Exercise directions:
Please copy out every line of the records below that contains the string "target", matching case exactly.

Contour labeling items
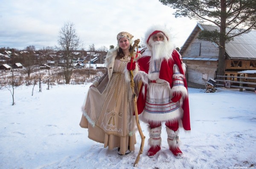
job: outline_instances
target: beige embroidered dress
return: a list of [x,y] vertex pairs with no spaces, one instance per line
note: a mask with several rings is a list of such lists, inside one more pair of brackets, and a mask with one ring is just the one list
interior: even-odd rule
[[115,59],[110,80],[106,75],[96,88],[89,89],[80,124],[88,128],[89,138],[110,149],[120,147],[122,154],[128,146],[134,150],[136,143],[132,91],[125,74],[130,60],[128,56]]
...
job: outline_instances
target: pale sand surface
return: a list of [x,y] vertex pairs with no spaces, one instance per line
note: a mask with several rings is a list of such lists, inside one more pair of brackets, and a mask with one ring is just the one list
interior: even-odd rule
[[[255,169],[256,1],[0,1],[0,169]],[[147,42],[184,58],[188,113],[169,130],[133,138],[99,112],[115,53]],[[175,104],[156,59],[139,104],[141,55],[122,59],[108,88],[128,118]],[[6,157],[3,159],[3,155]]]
---
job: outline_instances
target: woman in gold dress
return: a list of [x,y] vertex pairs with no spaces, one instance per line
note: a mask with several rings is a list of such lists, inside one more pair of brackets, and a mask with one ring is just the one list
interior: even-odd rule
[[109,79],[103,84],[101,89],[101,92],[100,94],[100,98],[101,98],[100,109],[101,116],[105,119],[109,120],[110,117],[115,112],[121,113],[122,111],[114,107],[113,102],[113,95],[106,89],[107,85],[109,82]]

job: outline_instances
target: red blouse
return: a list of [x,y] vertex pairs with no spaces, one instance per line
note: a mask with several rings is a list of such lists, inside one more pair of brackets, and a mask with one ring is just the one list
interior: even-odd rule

Worked answer:
target: beige embroidered dress
target: pale sand surface
target: woman in gold dress
target: red blouse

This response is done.